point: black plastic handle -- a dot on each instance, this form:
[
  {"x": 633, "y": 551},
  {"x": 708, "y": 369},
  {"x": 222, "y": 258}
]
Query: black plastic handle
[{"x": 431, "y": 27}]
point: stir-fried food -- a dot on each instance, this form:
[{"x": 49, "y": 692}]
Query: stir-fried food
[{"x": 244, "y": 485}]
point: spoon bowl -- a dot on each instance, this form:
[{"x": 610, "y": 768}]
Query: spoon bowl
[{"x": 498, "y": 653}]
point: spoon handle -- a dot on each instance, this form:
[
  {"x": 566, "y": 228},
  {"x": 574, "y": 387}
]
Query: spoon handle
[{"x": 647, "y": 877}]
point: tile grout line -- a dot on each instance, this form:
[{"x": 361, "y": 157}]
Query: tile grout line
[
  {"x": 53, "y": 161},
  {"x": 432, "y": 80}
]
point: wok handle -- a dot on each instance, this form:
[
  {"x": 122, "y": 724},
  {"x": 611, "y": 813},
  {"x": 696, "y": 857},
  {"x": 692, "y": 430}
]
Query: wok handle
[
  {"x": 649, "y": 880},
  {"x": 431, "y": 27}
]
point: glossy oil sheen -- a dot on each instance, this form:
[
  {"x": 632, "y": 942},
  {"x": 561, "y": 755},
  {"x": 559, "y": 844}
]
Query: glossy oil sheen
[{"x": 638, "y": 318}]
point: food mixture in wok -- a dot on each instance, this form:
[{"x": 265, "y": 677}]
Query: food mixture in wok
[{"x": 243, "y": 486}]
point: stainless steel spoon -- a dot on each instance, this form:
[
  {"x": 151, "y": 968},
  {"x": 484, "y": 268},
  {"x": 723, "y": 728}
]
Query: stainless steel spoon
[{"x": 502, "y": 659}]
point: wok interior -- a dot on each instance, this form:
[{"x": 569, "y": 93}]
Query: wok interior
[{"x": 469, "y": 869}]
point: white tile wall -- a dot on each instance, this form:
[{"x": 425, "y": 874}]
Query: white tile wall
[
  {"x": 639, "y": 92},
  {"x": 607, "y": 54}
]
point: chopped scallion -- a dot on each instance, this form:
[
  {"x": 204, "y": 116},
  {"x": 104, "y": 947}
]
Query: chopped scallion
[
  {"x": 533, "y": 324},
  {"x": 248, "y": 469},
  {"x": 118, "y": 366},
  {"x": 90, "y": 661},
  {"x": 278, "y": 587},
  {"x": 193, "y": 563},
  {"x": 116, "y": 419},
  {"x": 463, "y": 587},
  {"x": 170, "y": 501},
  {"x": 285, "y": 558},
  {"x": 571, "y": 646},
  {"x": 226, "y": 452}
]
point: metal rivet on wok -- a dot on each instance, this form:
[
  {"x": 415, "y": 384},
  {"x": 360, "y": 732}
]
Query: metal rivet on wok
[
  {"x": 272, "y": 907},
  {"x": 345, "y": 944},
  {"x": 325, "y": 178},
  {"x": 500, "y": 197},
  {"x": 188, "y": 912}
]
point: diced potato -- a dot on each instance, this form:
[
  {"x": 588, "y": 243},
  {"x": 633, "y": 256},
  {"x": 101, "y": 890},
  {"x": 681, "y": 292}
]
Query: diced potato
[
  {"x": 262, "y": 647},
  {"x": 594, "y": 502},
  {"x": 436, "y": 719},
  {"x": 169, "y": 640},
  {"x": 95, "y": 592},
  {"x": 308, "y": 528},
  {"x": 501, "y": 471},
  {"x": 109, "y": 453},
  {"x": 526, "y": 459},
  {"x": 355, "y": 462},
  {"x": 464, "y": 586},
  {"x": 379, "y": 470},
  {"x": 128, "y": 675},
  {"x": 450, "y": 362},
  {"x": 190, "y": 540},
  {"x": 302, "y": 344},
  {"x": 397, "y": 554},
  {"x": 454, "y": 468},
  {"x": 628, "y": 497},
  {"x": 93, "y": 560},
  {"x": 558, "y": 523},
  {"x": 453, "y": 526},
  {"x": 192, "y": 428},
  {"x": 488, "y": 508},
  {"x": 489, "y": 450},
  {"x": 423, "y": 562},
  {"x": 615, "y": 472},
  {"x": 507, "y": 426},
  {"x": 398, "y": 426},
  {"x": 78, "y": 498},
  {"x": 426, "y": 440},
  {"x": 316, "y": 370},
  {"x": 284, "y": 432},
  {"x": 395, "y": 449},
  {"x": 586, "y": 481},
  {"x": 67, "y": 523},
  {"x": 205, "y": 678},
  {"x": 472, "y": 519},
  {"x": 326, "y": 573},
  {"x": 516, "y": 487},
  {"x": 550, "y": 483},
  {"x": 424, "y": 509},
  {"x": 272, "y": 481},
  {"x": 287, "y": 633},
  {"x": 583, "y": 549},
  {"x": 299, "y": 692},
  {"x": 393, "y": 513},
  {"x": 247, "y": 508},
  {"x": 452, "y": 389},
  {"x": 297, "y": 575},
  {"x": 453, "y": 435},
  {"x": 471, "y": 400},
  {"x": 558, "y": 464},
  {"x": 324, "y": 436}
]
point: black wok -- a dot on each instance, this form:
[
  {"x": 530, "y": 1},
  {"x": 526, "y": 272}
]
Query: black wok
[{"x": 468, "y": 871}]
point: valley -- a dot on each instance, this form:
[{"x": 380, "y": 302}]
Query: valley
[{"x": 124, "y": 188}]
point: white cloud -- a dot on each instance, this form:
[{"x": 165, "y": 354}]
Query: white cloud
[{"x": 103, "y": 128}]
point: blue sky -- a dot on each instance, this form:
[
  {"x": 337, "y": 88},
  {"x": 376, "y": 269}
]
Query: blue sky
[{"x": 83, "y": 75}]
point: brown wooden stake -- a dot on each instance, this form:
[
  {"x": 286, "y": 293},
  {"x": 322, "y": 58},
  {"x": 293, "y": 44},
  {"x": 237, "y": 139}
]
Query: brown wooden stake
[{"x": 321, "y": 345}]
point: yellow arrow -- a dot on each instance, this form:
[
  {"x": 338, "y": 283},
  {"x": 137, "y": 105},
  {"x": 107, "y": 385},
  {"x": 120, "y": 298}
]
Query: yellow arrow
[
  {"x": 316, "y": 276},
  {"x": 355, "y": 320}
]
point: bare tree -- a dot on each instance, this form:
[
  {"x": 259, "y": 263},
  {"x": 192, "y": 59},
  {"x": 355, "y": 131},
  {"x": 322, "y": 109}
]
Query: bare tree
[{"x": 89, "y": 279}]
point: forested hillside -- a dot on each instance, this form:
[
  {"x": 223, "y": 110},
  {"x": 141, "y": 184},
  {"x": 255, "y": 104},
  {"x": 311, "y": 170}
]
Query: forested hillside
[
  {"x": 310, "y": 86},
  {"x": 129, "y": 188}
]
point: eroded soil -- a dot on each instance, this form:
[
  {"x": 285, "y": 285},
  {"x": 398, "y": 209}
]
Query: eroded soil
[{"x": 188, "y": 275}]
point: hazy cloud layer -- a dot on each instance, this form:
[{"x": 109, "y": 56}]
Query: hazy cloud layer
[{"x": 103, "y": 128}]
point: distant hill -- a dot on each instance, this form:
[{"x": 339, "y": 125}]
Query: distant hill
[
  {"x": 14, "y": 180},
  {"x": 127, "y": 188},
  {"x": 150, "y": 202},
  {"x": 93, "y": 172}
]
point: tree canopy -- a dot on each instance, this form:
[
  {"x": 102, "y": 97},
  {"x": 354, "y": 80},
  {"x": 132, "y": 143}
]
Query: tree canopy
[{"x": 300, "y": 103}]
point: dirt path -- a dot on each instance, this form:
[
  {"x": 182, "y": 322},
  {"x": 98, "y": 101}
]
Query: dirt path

- **Work required**
Write the records out once more, word for word.

- **Written solution**
point: black plastic handle -- a dot on each instance, this form:
[
  {"x": 633, "y": 551},
  {"x": 708, "y": 369},
  {"x": 222, "y": 258}
]
Query: black plastic handle
[{"x": 431, "y": 27}]
point: stir-fried food -- a dot on each instance, this form:
[{"x": 49, "y": 692}]
Query: stir-fried food
[{"x": 244, "y": 485}]
point: spoon bowl -- a dot on each instance, this form:
[{"x": 610, "y": 768}]
Query: spoon bowl
[{"x": 498, "y": 653}]
point: spoon handle -- a dot on each instance, this form:
[
  {"x": 566, "y": 228},
  {"x": 574, "y": 387}
]
Query: spoon handle
[{"x": 647, "y": 877}]
point: tile grout line -- a dot on each instance, this form:
[{"x": 361, "y": 157}]
Query: tile grout line
[
  {"x": 53, "y": 161},
  {"x": 432, "y": 80}
]
point: wok handle -- a dot on each instance, this form:
[
  {"x": 122, "y": 724},
  {"x": 611, "y": 813},
  {"x": 696, "y": 857},
  {"x": 692, "y": 430}
]
Query: wok handle
[
  {"x": 649, "y": 880},
  {"x": 431, "y": 27}
]
point: glossy oil sheen -- a dot on each instance, this form:
[
  {"x": 632, "y": 942},
  {"x": 561, "y": 755},
  {"x": 559, "y": 844}
]
Query: glossy oil sheen
[{"x": 638, "y": 318}]
point: food mixture in wok -- a dot on each instance, this form:
[{"x": 265, "y": 677}]
Query: food mixture in wok
[{"x": 243, "y": 486}]
point: stainless steel spoon -- a dot on each instance, this form:
[
  {"x": 151, "y": 968},
  {"x": 484, "y": 268},
  {"x": 723, "y": 728}
]
Query: stainless steel spoon
[{"x": 502, "y": 659}]
point: wok interior -- a dot on each instance, this form:
[{"x": 569, "y": 93}]
Query: wok interior
[{"x": 469, "y": 869}]
point: white tile wall -- a dot on each instance, this form:
[{"x": 425, "y": 874}]
Query: white tile wall
[
  {"x": 639, "y": 92},
  {"x": 607, "y": 54}
]
point: chopped scallion -- a dot on each instance, this form:
[
  {"x": 204, "y": 116},
  {"x": 104, "y": 947}
]
Query: chopped scallion
[
  {"x": 533, "y": 324},
  {"x": 248, "y": 469},
  {"x": 118, "y": 366},
  {"x": 90, "y": 661},
  {"x": 278, "y": 587},
  {"x": 193, "y": 563},
  {"x": 116, "y": 419},
  {"x": 463, "y": 587},
  {"x": 170, "y": 501},
  {"x": 285, "y": 558},
  {"x": 571, "y": 646},
  {"x": 226, "y": 452}
]
point: metal rivet on wok -- a dot on each instance, this form:
[
  {"x": 415, "y": 384},
  {"x": 360, "y": 732}
]
Query: metal rivet on wok
[
  {"x": 272, "y": 907},
  {"x": 345, "y": 944},
  {"x": 325, "y": 178},
  {"x": 500, "y": 197},
  {"x": 188, "y": 912}
]
point: diced potato -- a dot on each instance, this form:
[
  {"x": 588, "y": 243},
  {"x": 633, "y": 256},
  {"x": 101, "y": 890},
  {"x": 681, "y": 292}
]
Query: diced potato
[
  {"x": 262, "y": 647},
  {"x": 594, "y": 502},
  {"x": 436, "y": 719},
  {"x": 169, "y": 640},
  {"x": 95, "y": 592},
  {"x": 308, "y": 528},
  {"x": 501, "y": 471},
  {"x": 109, "y": 453},
  {"x": 526, "y": 459},
  {"x": 355, "y": 462},
  {"x": 464, "y": 586},
  {"x": 379, "y": 470},
  {"x": 128, "y": 675},
  {"x": 450, "y": 362},
  {"x": 190, "y": 540},
  {"x": 302, "y": 344},
  {"x": 397, "y": 554},
  {"x": 454, "y": 468},
  {"x": 628, "y": 497},
  {"x": 93, "y": 560},
  {"x": 558, "y": 523},
  {"x": 453, "y": 526},
  {"x": 192, "y": 428},
  {"x": 488, "y": 508},
  {"x": 489, "y": 450},
  {"x": 423, "y": 562},
  {"x": 615, "y": 472},
  {"x": 507, "y": 426},
  {"x": 398, "y": 426},
  {"x": 78, "y": 498},
  {"x": 426, "y": 440},
  {"x": 316, "y": 370},
  {"x": 284, "y": 432},
  {"x": 395, "y": 449},
  {"x": 586, "y": 481},
  {"x": 67, "y": 523},
  {"x": 205, "y": 678},
  {"x": 472, "y": 519},
  {"x": 326, "y": 573},
  {"x": 516, "y": 487},
  {"x": 550, "y": 483},
  {"x": 424, "y": 509},
  {"x": 272, "y": 481},
  {"x": 287, "y": 633},
  {"x": 583, "y": 549},
  {"x": 299, "y": 692},
  {"x": 393, "y": 513},
  {"x": 247, "y": 508},
  {"x": 452, "y": 389},
  {"x": 297, "y": 575},
  {"x": 453, "y": 435},
  {"x": 471, "y": 400},
  {"x": 558, "y": 464},
  {"x": 324, "y": 436}
]
point: black wok -- a dot on each instance, this form:
[
  {"x": 530, "y": 1},
  {"x": 526, "y": 272}
]
Query: black wok
[{"x": 468, "y": 871}]
point: valley -- a dot on each instance, this form:
[{"x": 380, "y": 302}]
Query: valley
[{"x": 124, "y": 188}]
point: white cloud -- a dot on each instance, this form:
[{"x": 165, "y": 354}]
Query: white cloud
[{"x": 103, "y": 128}]
point: blue sky -- a dot on each instance, this form:
[
  {"x": 337, "y": 88},
  {"x": 376, "y": 269}
]
Query: blue sky
[{"x": 83, "y": 75}]
point: brown wooden stake -- a dot on each instance, this form:
[
  {"x": 286, "y": 293},
  {"x": 322, "y": 58},
  {"x": 293, "y": 44},
  {"x": 237, "y": 139}
]
Query: brown wooden stake
[{"x": 321, "y": 345}]
point: yellow arrow -- a dot on each instance, this form:
[
  {"x": 338, "y": 283},
  {"x": 137, "y": 105},
  {"x": 107, "y": 385},
  {"x": 120, "y": 298}
]
Query: yellow arrow
[
  {"x": 316, "y": 276},
  {"x": 355, "y": 320}
]
point: bare tree -- a dot on each instance, this form:
[
  {"x": 259, "y": 263},
  {"x": 192, "y": 59},
  {"x": 355, "y": 131},
  {"x": 322, "y": 109}
]
Query: bare tree
[{"x": 89, "y": 279}]
point: forested hillside -- a dot on each instance, this form:
[
  {"x": 223, "y": 110},
  {"x": 141, "y": 184},
  {"x": 255, "y": 104},
  {"x": 311, "y": 170}
]
Query: forested hillside
[
  {"x": 310, "y": 86},
  {"x": 129, "y": 188}
]
point: eroded soil -- a dot on each instance, this form:
[
  {"x": 285, "y": 285},
  {"x": 398, "y": 209}
]
Query: eroded soil
[{"x": 188, "y": 275}]
point: hazy cloud layer -- a dot on each instance, this form:
[{"x": 109, "y": 56}]
Query: hazy cloud layer
[{"x": 103, "y": 128}]
point: distant hill -- a dot on each instance, this form:
[{"x": 339, "y": 125}]
Query: distant hill
[
  {"x": 14, "y": 180},
  {"x": 127, "y": 188},
  {"x": 150, "y": 202},
  {"x": 93, "y": 172}
]
point: tree canopy -- a dot on each instance, this form:
[
  {"x": 102, "y": 97},
  {"x": 354, "y": 80},
  {"x": 132, "y": 143}
]
Query: tree canopy
[{"x": 300, "y": 103}]
point: dirt path -- a dot on each instance, this form:
[
  {"x": 182, "y": 322},
  {"x": 98, "y": 101}
]
Query: dirt path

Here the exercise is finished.